When I was working for Tamara Hagen Cons, I remember coming into the office one Monday morning and Dorka, our office manager telling me that Kamilla, one of our bosses had an accident just the day before. She was speeding down the highway on her motorcycle at 90 km/h, when she got a flat tire and she had to "throw the bike away". People do die under similar circumstances. She had excellent gear but any biker would tell you that the faster you go the less your gear will protect you if you get into an accident.
She was lucky. She got away with a few bruises (and possibly with a broken arm, I don't remember for sure). Most people would have taken it easy for the next couple of days, as such a crash might have serious consequences physically as well as mentally.
Not Kamilla. She came to work. On time.
She shared the story, said she was okay, sat down and started working.
Dedication to ones work and ambition to excel were the two thoughts that came into my mind when I'd witnessed this.
There will be times when you're creating a presentation and you hit a wall. The story doesn't feel right, the slides might not really show what you want them to or certain phrases that sounded great don't seem that brilliant anymore. You think, you struggle, you brainstorm with others and the solution still eludes you.
You are ready to give up and deliver the stuff as is. You are ready to take the easy route. You are ready to put the presentation away and not want to do anything with it for days.
That road leads to a "good enough" presentation at the very best and probably a bad presentation at worst that gets you no results and no action from the audience.
Creating presentations that change the world of the audience requires hard work every single day. It's not just the techniques, the story crafting and slide design, or the use of our body language and gestures on the stage. It's also the developing and nurturing of our mindset towards our work.
Great presentations only work if you care so deep for your audience that you decide that they deserve nothing but the best from you. You care for their time, their hopes and dreams, even for their fears. It is only on this level that you can create trust and hence you can influence them to take the desired actions. And this requires the mindset of the professional – a mindset that drives you to do your work every single day no matter what. You might have been in an accident, your significant one might just have walked out on you or you might feel tired, down and uninspired. All that stuff doesn't matter if your attitude towards your work is that of the professional.
See, I firmly believe that Kamilla from the story earlier would have continued doing the work even if she had been taken to the hospital after the accident. That attitude is something that should be taught in every university – but of course you can't teach ambition, you can't teach this mindset. You can only develop it in yourself.
Steven Pressfield says that a professional does the work every day, no matter what.
Do the work, whatever it takes. Give your presentation. Change their world.

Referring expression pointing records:
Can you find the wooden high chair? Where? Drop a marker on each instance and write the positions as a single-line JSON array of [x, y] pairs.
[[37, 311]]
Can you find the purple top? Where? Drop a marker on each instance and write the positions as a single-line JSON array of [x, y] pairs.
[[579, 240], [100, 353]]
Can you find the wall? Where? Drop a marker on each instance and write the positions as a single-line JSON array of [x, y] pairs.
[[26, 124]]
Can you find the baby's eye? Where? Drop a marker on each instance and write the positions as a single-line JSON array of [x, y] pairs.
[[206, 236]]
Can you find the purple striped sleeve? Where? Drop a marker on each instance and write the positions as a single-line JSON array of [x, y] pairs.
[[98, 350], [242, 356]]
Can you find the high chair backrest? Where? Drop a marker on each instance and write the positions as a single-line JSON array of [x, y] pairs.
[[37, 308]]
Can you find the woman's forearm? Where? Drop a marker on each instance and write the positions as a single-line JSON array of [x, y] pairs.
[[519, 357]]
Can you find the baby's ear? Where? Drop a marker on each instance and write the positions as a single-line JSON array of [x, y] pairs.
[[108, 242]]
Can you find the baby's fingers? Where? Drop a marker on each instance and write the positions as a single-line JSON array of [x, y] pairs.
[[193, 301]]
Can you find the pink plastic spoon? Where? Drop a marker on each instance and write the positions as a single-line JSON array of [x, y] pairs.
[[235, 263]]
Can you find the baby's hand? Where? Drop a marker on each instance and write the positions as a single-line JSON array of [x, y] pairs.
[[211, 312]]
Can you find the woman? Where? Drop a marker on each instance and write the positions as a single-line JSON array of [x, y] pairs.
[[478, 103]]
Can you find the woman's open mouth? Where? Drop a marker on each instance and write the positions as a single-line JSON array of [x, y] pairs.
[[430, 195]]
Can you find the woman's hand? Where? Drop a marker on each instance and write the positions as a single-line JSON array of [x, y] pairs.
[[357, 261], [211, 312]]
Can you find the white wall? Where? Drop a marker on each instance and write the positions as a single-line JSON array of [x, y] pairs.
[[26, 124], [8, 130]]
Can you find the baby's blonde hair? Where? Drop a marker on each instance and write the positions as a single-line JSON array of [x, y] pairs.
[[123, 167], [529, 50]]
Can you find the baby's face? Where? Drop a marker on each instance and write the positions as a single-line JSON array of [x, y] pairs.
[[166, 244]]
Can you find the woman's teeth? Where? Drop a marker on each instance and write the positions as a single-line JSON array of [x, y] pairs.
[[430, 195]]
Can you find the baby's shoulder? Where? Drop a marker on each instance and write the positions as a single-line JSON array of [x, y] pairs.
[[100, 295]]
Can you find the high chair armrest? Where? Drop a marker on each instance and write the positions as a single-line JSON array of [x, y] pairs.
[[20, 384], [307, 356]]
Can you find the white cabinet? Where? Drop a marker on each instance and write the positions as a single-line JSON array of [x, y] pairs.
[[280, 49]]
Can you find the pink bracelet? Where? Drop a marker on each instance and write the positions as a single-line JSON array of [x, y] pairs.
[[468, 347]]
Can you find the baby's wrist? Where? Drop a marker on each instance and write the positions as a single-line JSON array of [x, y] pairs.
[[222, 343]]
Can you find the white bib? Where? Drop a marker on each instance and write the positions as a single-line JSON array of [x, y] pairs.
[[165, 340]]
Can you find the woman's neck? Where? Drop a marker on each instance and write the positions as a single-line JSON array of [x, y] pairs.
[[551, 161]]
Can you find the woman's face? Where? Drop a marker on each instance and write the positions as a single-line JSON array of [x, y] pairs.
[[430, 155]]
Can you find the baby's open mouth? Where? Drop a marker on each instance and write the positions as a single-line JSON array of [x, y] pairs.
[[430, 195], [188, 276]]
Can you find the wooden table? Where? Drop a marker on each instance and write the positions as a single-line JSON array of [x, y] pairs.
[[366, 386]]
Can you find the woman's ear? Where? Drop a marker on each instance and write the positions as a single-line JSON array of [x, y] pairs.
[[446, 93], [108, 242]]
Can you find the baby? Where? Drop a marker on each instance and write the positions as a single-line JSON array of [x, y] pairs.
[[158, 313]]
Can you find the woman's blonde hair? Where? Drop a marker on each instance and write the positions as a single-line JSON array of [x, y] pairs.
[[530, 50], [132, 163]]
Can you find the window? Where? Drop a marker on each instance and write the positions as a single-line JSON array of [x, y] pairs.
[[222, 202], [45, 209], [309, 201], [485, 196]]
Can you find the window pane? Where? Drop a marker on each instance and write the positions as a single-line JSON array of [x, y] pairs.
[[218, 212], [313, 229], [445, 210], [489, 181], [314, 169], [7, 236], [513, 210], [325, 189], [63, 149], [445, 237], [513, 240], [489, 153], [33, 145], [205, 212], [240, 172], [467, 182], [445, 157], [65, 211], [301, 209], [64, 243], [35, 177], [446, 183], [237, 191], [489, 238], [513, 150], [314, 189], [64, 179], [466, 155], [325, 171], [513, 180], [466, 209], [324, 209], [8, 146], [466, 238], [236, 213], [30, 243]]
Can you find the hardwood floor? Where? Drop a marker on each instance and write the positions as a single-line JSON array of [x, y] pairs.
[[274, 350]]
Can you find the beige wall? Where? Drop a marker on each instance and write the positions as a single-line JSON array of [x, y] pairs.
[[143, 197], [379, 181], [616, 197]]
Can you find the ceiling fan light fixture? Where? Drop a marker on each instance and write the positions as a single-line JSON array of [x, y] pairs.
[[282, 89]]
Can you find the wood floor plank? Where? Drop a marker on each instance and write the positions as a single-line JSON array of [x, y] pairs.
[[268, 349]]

* Work request 1
In the mindset essay, how fast was Kamilla riding her motorcycle when she got a flat tire?
* Work request 2
Output the mindset essay's passage starting at "She was lucky." and ending at "work. On time.".
* Work request 3
According to the mindset essay, why must a presenter care so deeply for the audience?

* Result 1
She was riding at 90 km/h.

* Result 2
She was lucky. She got away with a few bruises (and possibly with a broken arm, I don't remember for sure). Most people would have taken it easy for the next couple of days, as such a crash might have serious consequences physically as well as mentally.
Not Kamilla. She came to work. On time.

* Result 3
Only at that level of care can you create trust with the audience. That trust is what lets you influence them to take the desired actions.